Search the listing below for the word "plant" and return each line that contains it.
[Material to process]
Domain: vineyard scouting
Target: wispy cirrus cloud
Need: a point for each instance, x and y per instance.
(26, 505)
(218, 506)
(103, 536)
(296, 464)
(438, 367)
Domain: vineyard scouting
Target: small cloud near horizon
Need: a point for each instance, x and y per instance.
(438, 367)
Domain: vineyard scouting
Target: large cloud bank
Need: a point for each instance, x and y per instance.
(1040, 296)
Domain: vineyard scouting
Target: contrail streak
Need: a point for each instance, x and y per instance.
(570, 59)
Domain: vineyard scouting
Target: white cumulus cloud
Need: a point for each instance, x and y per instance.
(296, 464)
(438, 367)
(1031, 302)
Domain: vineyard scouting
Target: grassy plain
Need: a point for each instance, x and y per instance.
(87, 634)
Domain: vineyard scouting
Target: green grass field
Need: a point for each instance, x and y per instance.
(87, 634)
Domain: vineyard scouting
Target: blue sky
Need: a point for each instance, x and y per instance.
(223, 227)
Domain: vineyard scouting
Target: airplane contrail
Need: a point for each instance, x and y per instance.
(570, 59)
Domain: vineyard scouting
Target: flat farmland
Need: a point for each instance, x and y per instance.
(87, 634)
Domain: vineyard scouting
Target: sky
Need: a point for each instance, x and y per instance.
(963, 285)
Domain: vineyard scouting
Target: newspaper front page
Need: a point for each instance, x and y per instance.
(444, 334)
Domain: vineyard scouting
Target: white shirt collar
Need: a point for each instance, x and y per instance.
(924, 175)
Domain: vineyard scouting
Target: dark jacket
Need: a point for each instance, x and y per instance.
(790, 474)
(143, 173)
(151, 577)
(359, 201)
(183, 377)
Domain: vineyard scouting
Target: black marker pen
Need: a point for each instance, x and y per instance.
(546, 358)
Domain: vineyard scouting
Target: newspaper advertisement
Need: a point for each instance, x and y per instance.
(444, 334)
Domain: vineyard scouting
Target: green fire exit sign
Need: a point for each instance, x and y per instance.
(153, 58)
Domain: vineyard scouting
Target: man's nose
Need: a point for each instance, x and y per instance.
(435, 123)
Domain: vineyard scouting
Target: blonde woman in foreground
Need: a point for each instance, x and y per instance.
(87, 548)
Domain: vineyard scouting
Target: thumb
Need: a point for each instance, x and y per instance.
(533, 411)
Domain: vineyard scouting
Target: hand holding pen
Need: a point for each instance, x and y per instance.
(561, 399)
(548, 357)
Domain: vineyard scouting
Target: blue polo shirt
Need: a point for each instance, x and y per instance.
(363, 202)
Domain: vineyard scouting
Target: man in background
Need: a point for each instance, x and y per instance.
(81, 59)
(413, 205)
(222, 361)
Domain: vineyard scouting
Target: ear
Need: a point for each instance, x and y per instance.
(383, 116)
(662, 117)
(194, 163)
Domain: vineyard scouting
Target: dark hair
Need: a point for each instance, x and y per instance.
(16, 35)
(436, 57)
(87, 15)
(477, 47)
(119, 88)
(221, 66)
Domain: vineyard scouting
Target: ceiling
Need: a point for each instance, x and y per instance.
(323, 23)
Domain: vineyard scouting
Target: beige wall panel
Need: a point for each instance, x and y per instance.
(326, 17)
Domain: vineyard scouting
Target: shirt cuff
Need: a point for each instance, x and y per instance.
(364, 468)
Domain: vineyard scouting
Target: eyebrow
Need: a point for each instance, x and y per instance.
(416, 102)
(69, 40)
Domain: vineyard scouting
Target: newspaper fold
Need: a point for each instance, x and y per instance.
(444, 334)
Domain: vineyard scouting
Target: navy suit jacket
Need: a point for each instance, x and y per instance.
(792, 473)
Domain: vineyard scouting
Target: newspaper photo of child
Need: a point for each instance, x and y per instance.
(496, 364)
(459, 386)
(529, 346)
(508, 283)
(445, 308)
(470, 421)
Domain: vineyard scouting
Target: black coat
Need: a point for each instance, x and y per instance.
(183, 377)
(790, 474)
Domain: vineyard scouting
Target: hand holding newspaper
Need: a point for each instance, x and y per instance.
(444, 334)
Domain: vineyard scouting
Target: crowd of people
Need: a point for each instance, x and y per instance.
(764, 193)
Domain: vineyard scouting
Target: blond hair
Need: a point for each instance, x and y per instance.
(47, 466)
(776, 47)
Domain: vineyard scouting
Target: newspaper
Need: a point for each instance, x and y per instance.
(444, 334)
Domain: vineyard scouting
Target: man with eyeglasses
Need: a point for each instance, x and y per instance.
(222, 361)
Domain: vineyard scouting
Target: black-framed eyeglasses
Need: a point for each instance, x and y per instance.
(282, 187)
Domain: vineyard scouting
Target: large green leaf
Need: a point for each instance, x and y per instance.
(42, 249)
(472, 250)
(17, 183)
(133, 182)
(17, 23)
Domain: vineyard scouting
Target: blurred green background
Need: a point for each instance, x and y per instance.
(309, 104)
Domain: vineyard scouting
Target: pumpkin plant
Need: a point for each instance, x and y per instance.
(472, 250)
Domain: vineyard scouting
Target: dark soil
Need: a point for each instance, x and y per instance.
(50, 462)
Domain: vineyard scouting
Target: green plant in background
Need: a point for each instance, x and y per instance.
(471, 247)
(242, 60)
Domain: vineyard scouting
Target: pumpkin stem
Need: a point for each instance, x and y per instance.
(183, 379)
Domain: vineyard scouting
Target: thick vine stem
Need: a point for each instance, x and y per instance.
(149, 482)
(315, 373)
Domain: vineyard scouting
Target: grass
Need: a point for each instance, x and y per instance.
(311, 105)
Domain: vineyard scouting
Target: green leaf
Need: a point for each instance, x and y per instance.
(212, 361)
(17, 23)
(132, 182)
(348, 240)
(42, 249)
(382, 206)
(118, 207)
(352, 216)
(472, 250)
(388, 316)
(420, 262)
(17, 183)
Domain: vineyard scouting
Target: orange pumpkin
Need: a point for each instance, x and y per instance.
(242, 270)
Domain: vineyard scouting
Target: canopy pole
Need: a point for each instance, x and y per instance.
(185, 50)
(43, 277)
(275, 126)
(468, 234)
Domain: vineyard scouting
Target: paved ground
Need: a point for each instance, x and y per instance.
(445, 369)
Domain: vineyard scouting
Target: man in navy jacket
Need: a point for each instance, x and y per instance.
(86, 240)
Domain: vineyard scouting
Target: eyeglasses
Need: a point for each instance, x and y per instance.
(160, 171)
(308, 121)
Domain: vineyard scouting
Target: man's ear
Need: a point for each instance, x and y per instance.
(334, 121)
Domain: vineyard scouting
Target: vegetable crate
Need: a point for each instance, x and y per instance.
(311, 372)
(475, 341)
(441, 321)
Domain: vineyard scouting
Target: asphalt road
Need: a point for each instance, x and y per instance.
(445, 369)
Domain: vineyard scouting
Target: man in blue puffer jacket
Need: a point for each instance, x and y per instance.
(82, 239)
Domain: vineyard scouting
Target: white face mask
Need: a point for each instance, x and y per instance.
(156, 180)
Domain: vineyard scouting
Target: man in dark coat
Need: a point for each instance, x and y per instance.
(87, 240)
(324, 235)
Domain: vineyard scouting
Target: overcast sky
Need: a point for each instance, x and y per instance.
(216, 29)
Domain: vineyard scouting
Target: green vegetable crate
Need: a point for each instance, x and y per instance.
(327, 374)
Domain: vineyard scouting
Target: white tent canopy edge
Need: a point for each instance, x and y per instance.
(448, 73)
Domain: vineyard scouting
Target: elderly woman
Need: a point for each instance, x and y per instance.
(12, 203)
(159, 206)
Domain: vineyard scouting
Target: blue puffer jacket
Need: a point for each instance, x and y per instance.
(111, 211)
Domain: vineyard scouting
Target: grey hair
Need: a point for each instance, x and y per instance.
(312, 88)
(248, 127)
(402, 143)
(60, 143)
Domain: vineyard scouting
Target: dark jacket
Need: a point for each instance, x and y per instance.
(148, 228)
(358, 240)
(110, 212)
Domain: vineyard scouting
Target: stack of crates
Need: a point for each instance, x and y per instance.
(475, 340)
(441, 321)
[/Material to process]
Result below ▸
Target: pumpkin plant
Target: green plant in background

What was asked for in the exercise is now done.